What needs to be done
Revise the entries starting at the line containing "This trail-cam photo was taken at dusk. Identify sports" and ending at the line containing "[0,0,753,362]", substituting "leaves" for "foliage" and leaving everything else unchanged.

--- start of Extracted information ---

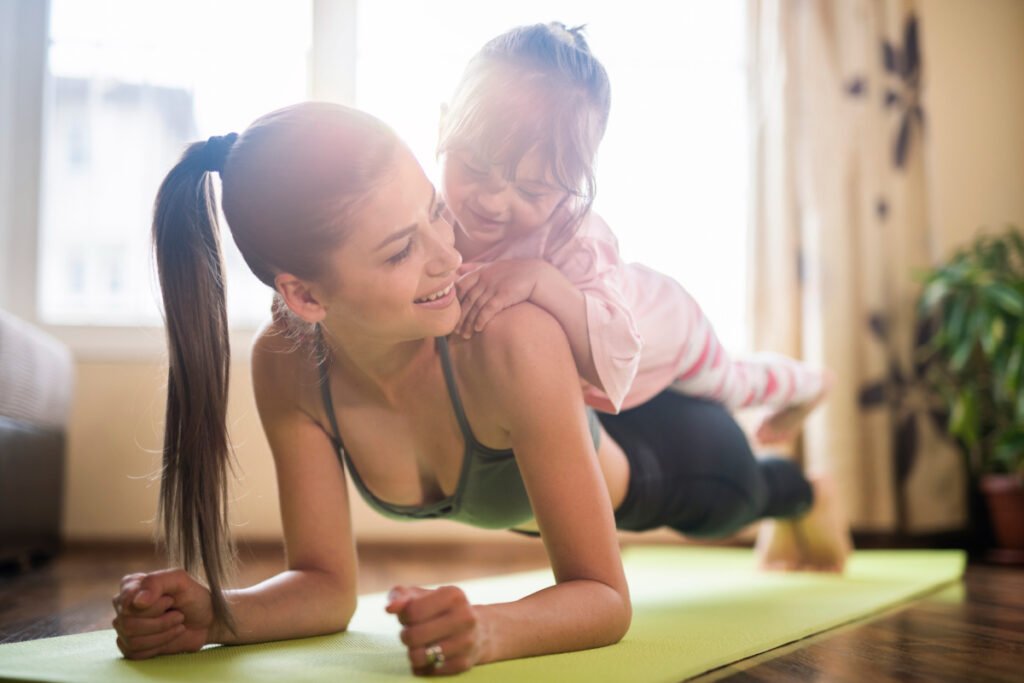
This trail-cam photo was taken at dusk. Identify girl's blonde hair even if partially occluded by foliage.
[437,23,611,237]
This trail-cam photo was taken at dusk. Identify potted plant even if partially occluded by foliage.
[919,226,1024,562]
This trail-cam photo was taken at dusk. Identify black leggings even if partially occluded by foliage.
[598,391,812,538]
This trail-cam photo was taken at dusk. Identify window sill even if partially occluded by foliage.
[40,325,257,364]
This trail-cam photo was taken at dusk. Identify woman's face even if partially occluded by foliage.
[326,147,462,341]
[442,147,568,248]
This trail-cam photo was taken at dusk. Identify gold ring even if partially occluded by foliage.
[423,643,444,669]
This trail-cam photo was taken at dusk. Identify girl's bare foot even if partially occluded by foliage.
[757,371,833,445]
[793,474,853,572]
[754,519,803,571]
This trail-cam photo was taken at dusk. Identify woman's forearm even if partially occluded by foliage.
[475,580,632,664]
[209,569,355,645]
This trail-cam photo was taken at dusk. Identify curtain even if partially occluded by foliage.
[749,0,966,533]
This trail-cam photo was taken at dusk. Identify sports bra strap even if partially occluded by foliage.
[316,326,345,451]
[436,337,479,451]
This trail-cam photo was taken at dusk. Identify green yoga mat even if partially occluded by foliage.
[0,547,965,683]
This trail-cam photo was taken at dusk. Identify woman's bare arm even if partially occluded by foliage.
[214,327,356,643]
[454,304,632,661]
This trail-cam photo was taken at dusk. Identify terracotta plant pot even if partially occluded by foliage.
[981,474,1024,563]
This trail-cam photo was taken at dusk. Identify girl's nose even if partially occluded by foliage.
[476,182,509,220]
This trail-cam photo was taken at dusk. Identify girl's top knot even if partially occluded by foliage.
[548,22,590,52]
[203,133,239,173]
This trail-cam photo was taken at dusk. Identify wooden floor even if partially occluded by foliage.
[0,543,1024,683]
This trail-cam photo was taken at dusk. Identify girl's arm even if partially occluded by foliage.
[114,327,356,658]
[458,214,643,412]
[390,306,631,673]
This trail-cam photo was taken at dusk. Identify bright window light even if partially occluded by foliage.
[38,0,312,326]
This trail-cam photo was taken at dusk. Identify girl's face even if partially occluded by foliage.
[327,148,462,341]
[441,147,568,249]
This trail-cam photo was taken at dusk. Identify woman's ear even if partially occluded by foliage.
[273,272,327,323]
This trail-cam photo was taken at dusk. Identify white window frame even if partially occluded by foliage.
[0,0,357,361]
[0,0,753,362]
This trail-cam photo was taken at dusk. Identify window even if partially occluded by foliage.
[38,0,312,326]
[38,0,750,348]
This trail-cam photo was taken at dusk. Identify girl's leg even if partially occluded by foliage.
[672,290,827,443]
[599,391,848,566]
[599,391,813,537]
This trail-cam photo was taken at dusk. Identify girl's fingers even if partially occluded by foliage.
[407,634,475,676]
[398,586,469,626]
[399,604,476,653]
[112,609,185,638]
[384,586,429,614]
[462,291,495,339]
[473,297,508,332]
[120,624,185,656]
[113,593,174,617]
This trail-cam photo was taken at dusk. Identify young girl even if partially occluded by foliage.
[113,103,847,674]
[438,24,827,443]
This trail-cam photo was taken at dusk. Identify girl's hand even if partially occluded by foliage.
[455,259,552,339]
[385,586,484,676]
[112,569,213,659]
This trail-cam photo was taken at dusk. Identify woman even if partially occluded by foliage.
[114,103,845,674]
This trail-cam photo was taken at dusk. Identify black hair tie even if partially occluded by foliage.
[203,133,239,173]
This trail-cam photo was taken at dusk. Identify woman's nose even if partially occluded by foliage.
[427,223,462,278]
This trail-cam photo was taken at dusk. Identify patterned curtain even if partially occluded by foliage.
[749,0,966,533]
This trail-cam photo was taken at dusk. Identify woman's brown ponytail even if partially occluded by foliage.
[153,102,400,631]
[153,136,234,631]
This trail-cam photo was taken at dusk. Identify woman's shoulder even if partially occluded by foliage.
[252,318,317,398]
[450,302,575,384]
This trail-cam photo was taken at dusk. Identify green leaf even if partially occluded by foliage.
[985,283,1024,317]
[949,391,978,449]
[992,428,1024,473]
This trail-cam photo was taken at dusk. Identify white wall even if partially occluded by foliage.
[921,0,1024,255]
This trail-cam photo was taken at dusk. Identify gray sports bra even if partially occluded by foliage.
[319,337,600,528]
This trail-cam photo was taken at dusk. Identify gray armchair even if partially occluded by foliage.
[0,310,74,566]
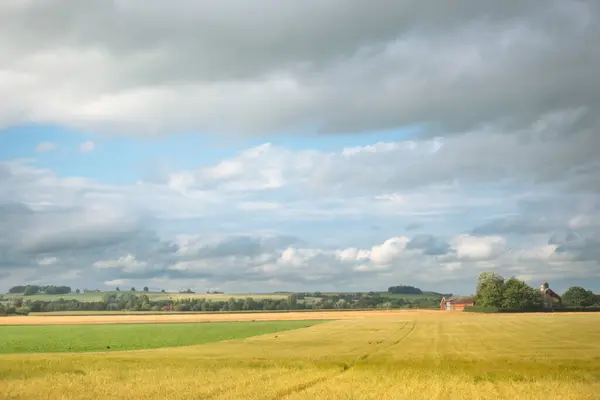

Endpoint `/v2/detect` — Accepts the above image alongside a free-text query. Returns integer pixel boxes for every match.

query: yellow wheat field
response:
[0,312,600,400]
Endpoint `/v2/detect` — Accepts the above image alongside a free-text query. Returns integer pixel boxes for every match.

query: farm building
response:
[440,296,475,311]
[540,282,562,310]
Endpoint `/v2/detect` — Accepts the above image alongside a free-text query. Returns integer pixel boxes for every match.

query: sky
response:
[0,0,600,294]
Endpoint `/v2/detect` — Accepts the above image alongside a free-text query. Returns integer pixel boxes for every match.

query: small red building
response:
[440,296,475,311]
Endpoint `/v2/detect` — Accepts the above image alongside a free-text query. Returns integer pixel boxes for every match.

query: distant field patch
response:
[0,320,323,354]
[1,290,288,302]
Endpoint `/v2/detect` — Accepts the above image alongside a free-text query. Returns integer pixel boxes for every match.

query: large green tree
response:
[562,286,596,307]
[476,272,504,308]
[502,277,543,309]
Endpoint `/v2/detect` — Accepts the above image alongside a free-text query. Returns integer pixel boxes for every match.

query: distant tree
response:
[288,293,298,310]
[501,277,543,309]
[562,286,596,307]
[476,272,504,308]
[23,285,40,296]
[8,286,25,294]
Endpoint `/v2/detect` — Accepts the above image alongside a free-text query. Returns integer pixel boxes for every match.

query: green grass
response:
[0,321,322,354]
[378,292,442,300]
[0,312,600,400]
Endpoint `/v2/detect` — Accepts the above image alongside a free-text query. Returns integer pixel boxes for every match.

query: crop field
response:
[0,311,600,400]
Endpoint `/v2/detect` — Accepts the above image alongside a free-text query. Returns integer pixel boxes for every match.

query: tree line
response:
[8,285,71,296]
[471,272,600,311]
[0,291,439,315]
[388,285,423,294]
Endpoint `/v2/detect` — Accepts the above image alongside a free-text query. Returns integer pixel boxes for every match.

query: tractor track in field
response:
[270,320,417,400]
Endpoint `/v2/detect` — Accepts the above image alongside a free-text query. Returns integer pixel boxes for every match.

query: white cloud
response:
[454,235,508,261]
[79,140,96,153]
[94,254,148,272]
[35,142,57,153]
[38,257,58,265]
[569,214,592,229]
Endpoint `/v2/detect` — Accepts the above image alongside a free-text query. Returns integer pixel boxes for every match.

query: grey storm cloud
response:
[0,0,600,134]
[556,234,600,265]
[406,234,451,256]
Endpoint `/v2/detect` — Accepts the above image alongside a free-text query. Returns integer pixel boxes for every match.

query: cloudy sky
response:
[0,0,600,294]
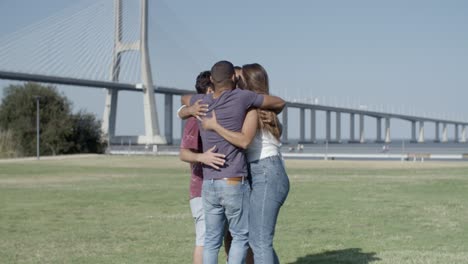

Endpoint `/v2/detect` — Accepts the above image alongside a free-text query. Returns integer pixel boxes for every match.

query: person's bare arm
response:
[179,146,226,170]
[202,109,258,149]
[260,95,286,114]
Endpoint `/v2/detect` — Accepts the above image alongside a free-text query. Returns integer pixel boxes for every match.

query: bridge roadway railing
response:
[0,71,468,144]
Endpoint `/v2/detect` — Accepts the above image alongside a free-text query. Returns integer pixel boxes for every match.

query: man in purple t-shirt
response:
[182,61,285,264]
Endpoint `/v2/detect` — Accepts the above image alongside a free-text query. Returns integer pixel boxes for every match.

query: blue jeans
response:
[249,156,289,264]
[202,180,250,264]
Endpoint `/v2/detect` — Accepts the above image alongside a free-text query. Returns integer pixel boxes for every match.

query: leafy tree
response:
[0,83,73,156]
[68,111,106,153]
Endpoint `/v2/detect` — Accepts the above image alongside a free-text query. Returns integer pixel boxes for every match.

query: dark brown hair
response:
[195,71,213,94]
[211,61,235,89]
[242,63,281,140]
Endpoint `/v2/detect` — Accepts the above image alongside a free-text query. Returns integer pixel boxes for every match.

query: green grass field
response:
[0,156,468,264]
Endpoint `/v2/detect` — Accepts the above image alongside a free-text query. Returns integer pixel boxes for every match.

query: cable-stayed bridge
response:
[0,0,468,144]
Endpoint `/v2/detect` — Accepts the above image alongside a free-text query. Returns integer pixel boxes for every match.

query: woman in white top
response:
[202,63,289,264]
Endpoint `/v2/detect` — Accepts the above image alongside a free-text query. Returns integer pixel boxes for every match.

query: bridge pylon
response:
[102,0,167,145]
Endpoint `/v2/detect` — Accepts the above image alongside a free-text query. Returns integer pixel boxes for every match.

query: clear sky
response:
[0,0,468,140]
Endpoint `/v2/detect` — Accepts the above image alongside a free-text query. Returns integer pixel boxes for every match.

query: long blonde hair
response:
[242,63,281,140]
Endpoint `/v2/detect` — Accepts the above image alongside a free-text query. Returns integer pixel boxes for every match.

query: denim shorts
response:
[190,197,205,247]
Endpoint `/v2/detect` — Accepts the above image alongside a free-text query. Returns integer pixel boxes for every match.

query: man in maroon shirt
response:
[180,71,224,264]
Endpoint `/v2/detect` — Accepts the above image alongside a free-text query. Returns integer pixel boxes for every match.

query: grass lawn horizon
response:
[0,155,468,264]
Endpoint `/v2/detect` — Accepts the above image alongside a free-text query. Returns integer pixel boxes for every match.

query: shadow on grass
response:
[289,248,380,264]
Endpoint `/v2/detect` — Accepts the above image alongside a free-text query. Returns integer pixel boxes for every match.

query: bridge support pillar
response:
[282,106,288,143]
[102,89,119,144]
[325,111,331,142]
[442,123,448,143]
[310,109,317,143]
[164,94,174,144]
[102,0,166,145]
[460,125,466,143]
[349,113,356,142]
[418,121,424,143]
[335,112,341,143]
[375,117,383,143]
[299,108,305,142]
[385,117,392,143]
[411,121,417,143]
[359,114,366,143]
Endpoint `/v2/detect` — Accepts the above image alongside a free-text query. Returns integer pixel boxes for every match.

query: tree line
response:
[0,82,107,157]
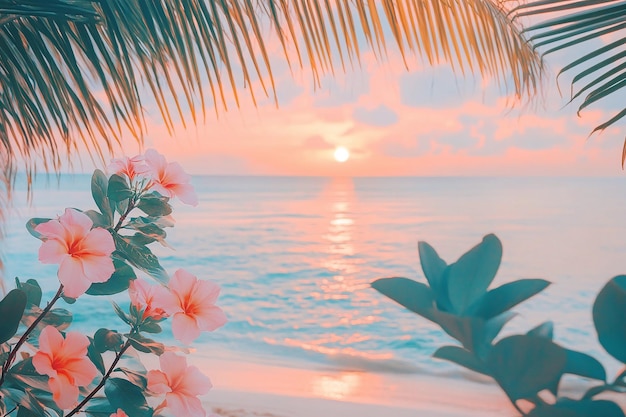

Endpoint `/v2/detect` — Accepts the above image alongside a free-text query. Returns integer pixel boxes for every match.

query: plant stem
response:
[0,284,63,386]
[65,339,130,417]
[113,198,136,232]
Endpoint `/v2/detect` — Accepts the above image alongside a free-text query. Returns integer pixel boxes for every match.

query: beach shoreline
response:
[189,353,626,417]
[197,355,516,417]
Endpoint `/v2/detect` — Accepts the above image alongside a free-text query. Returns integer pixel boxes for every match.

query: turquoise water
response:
[4,176,626,373]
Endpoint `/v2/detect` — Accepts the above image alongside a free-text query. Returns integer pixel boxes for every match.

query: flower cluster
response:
[0,150,226,417]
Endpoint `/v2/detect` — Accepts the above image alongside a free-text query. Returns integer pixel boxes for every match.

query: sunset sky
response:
[84,23,624,176]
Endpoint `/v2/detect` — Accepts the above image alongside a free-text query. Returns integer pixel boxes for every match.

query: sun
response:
[335,146,350,162]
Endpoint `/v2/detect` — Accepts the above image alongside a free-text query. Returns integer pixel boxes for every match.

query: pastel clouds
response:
[107,30,623,176]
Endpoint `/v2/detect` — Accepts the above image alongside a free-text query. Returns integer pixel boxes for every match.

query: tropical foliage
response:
[372,234,626,417]
[0,150,226,417]
[512,0,626,163]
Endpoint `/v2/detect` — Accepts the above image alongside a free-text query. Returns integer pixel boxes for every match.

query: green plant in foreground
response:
[372,234,626,417]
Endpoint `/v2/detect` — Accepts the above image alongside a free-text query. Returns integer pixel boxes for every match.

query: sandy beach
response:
[195,352,516,417]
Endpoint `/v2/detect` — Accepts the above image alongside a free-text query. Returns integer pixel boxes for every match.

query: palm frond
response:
[512,0,626,142]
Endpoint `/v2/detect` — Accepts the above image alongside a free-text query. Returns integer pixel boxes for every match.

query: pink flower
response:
[144,149,198,206]
[35,208,115,298]
[168,269,226,344]
[33,326,98,410]
[128,278,176,320]
[147,352,211,417]
[107,155,149,181]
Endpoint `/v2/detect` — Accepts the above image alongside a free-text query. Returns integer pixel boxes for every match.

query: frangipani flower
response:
[168,269,226,344]
[35,208,115,298]
[107,155,150,181]
[128,278,176,320]
[144,149,198,206]
[147,352,212,417]
[33,326,98,410]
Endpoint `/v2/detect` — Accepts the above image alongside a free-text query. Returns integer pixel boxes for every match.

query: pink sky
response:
[94,30,624,176]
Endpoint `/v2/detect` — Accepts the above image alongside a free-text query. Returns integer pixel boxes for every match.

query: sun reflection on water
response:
[311,372,361,400]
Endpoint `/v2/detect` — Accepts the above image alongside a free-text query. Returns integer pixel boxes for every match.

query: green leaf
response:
[87,338,106,375]
[128,334,165,356]
[91,169,113,225]
[84,397,117,417]
[113,234,169,285]
[87,258,137,295]
[111,301,133,326]
[487,335,567,402]
[417,242,448,294]
[104,378,152,417]
[139,321,163,333]
[15,277,42,307]
[115,367,148,390]
[470,279,550,319]
[433,346,490,376]
[93,329,123,353]
[107,174,133,203]
[528,398,625,417]
[0,289,27,343]
[26,217,52,239]
[137,193,172,217]
[593,275,626,363]
[1,388,46,416]
[446,234,502,313]
[526,321,554,340]
[433,310,513,357]
[115,200,130,216]
[371,277,435,321]
[83,210,111,229]
[563,349,606,381]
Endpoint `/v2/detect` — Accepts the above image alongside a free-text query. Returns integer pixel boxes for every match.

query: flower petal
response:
[80,255,115,282]
[35,219,67,240]
[80,227,115,256]
[159,352,187,386]
[39,239,69,264]
[169,184,198,207]
[146,370,172,394]
[63,356,98,387]
[48,375,78,410]
[33,351,57,377]
[39,326,64,354]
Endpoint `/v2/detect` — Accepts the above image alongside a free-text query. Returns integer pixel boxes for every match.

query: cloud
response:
[352,104,398,127]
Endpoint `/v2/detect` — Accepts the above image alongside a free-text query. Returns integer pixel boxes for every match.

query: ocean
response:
[2,175,626,374]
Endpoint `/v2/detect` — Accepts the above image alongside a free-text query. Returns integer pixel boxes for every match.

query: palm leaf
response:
[0,0,541,182]
[512,0,626,154]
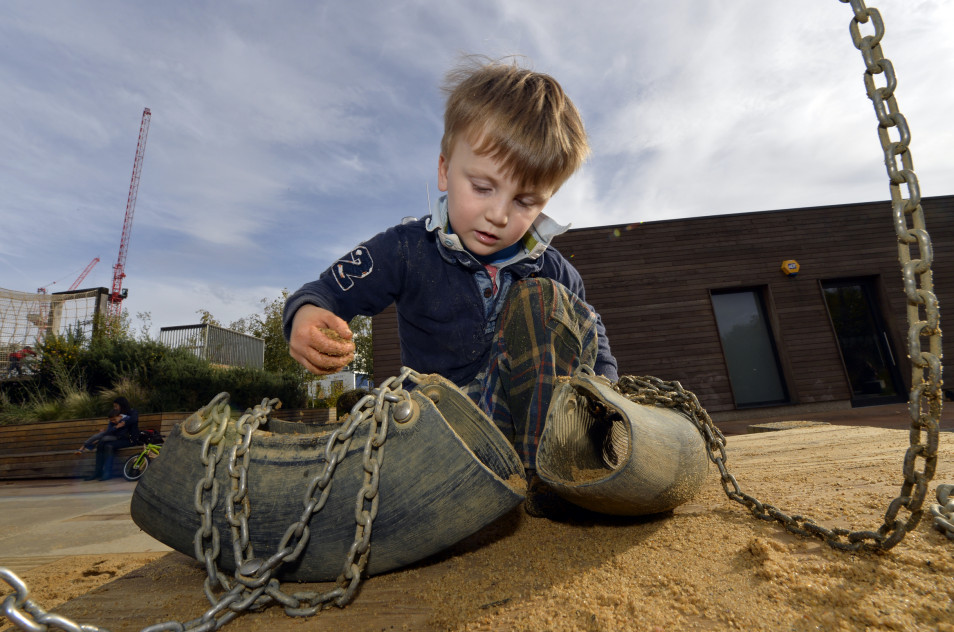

--- end of Extracted information ---

Complete response
This trail-cam photo was taken at dusk. Identify sports bra strap even if partially occluded by leaves.
[316,326,345,451]
[436,337,479,451]
This trail-cam photo was taken at dusk. Identify green yoga mat even if partially occluded by leaves.
[0,547,965,683]
This trail-cam photo was taken at dusk. Identify woman's bare arm even if partially occluded by leaves.
[214,327,356,643]
[454,304,632,661]
This trail-cam photo was taken at dusk. Identify terracotta plant pot even if partially occluded by leaves.
[981,474,1024,563]
This trail-cam photo was taken at dusk. Identify girl's nose even if partially occluded by leaves.
[476,182,509,220]
This trail-cam photo was taken at dusk. Identify girl's top knot even if partially occluded by leaves.
[548,22,590,52]
[203,133,239,173]
This trail-cam photo was taken at dusk. Identify wooden floor even if partially occluded by leaves.
[0,543,1024,683]
This trail-cam photo was taken at dusk. Identify girl's arm even if partially occluded by leaves.
[114,327,356,658]
[458,214,643,412]
[390,306,631,673]
This trail-cam photo was taken at dusk. Identify bright window light even if partially occluded by leaves.
[38,0,312,326]
This trail-cam photo was taken at dusk. Identify girl's face even if partially occluded by leaves.
[327,148,462,341]
[441,147,568,249]
This trail-cam photo was taken at dusk. Identify woman's ear even if partially occluded by leaves.
[273,272,327,323]
This trail-cam photo was taken at dusk. Identify white window frame even if partially occluded by leaves.
[0,0,357,361]
[0,0,753,362]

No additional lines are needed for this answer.